--- Excerpted records ---
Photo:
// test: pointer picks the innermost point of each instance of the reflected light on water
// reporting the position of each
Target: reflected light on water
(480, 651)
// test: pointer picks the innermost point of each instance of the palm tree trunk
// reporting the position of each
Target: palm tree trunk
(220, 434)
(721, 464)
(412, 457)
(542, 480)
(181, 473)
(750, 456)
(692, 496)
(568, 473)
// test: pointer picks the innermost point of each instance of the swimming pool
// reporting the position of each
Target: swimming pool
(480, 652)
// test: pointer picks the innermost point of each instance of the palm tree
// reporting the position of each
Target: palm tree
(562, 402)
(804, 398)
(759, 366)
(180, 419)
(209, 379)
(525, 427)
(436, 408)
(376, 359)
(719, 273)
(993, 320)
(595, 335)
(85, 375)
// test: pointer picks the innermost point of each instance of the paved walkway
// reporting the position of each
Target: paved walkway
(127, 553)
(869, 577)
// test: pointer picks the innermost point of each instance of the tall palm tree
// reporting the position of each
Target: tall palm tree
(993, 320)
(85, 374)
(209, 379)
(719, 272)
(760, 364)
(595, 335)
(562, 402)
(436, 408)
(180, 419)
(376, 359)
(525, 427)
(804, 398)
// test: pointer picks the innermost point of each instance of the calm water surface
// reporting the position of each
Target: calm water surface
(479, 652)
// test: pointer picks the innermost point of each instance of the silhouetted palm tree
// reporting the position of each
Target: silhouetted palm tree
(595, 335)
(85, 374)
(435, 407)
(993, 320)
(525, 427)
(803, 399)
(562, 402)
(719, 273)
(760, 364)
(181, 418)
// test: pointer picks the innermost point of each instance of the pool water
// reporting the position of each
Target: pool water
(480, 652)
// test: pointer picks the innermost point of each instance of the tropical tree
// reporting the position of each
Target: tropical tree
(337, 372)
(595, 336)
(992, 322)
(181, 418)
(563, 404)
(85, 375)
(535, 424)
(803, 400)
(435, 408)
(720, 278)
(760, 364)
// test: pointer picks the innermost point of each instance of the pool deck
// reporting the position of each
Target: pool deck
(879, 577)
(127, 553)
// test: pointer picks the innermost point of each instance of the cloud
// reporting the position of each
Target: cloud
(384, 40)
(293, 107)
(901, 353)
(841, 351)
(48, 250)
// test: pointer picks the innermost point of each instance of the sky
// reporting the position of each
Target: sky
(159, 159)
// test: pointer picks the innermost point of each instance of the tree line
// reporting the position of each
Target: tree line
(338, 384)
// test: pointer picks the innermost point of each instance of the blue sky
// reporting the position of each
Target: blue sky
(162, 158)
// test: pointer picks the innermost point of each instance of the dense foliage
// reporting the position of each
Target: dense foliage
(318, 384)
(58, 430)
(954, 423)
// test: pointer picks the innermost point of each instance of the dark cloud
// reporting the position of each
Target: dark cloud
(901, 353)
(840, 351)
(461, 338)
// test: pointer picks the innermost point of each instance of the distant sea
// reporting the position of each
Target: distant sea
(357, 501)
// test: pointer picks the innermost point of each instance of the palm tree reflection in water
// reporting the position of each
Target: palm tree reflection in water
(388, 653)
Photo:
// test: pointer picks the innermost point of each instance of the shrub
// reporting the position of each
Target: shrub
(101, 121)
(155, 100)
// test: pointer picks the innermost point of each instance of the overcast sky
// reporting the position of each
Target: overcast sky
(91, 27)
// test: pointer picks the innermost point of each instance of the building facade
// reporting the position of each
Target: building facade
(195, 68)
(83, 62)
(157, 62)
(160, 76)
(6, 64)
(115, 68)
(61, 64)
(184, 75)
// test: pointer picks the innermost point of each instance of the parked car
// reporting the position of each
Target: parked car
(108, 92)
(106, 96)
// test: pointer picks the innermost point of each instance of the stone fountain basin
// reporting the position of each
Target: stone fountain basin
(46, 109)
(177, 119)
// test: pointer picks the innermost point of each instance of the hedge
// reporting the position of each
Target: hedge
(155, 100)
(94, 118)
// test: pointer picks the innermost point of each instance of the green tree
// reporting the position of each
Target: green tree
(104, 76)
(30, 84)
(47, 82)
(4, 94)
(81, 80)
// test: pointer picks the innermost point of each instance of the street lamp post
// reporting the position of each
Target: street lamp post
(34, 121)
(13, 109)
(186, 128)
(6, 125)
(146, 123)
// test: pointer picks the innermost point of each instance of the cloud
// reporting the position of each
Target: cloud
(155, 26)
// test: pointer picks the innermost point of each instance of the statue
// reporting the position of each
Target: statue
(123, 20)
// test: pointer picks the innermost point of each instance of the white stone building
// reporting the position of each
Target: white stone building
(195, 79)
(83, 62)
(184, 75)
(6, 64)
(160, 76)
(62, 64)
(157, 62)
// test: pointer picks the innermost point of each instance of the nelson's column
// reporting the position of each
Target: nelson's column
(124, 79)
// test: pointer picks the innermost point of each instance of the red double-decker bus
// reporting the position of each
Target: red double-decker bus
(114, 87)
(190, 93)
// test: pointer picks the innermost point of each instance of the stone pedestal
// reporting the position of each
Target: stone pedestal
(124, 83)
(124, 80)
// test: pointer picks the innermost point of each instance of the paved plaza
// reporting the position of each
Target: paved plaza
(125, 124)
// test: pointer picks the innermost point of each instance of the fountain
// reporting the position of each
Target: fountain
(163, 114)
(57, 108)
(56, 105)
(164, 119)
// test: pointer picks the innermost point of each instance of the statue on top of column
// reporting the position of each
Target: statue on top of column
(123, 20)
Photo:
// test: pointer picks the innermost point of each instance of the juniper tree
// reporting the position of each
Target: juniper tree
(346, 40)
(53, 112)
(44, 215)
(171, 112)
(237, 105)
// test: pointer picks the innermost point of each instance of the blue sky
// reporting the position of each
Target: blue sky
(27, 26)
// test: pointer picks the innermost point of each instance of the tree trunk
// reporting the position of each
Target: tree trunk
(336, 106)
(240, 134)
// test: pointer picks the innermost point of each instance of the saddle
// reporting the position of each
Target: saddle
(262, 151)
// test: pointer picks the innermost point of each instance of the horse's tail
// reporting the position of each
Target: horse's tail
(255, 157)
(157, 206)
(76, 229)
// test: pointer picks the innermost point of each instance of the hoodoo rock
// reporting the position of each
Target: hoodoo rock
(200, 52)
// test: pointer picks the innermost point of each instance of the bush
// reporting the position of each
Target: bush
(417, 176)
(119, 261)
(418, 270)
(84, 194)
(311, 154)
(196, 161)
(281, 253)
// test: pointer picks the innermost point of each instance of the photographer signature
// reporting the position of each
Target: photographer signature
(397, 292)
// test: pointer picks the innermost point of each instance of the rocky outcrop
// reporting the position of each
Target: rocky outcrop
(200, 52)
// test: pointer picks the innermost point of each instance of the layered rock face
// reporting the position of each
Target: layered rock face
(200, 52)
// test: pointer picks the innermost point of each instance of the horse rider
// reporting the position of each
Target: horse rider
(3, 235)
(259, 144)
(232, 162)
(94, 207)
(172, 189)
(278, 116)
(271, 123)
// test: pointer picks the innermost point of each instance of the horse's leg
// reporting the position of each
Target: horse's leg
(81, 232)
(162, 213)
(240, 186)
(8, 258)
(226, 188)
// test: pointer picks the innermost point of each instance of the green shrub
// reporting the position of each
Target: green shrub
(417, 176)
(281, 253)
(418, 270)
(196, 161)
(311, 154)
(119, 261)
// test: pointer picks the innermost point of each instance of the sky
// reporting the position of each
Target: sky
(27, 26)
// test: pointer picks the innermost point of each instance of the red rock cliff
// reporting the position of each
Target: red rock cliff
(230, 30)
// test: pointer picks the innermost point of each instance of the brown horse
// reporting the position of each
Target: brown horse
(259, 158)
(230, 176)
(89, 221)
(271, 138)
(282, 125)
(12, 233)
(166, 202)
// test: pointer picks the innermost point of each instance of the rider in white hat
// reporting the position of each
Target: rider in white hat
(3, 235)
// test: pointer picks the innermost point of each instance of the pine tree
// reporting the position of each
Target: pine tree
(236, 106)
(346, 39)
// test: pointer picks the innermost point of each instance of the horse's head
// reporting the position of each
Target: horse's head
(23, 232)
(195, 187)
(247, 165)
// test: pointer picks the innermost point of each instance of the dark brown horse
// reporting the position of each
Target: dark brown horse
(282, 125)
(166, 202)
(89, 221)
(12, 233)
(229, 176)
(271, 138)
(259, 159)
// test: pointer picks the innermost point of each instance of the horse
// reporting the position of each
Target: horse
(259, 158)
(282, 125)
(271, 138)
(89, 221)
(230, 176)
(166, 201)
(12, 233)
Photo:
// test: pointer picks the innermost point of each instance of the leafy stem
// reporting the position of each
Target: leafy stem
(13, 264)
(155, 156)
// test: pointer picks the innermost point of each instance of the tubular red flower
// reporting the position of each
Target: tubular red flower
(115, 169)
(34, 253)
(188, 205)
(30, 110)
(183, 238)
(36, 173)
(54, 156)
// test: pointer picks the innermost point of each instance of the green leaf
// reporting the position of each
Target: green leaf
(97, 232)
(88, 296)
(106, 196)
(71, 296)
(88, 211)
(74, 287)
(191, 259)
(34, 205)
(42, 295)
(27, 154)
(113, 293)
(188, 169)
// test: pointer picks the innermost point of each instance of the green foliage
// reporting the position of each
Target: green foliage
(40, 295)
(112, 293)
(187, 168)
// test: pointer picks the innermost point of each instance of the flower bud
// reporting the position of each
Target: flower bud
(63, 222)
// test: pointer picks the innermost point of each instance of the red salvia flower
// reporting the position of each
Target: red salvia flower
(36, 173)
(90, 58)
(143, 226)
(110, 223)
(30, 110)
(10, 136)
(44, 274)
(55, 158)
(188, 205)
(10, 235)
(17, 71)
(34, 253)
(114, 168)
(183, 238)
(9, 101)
---
* **What to produce**
Convert the stretch of the listing above from the line containing "the green foliage" through the end of the listing into a two-column CSV headed text and answer, one row per test. Quote every field and replace line breaks inside a field with spaces.

* **Worked solution**
text,answer
"// test: pointer picks the innermost point of each instance of the green foliage // reporting the position of each Target: green foliage","(40, 295) (112, 293) (187, 168)"
"// test: pointer picks the innermost point of each instance of the flower bud // reporting the position of each Target: flower bud","(63, 222)"
"// test: pointer picks the innermost point of each instance of the red salvia flower // reporting the position of each Target: red salvia flower","(36, 173) (90, 58) (143, 226) (110, 223) (30, 110) (10, 136) (44, 274) (55, 158) (188, 205) (10, 235) (17, 71) (34, 253) (114, 168) (183, 238) (9, 101)"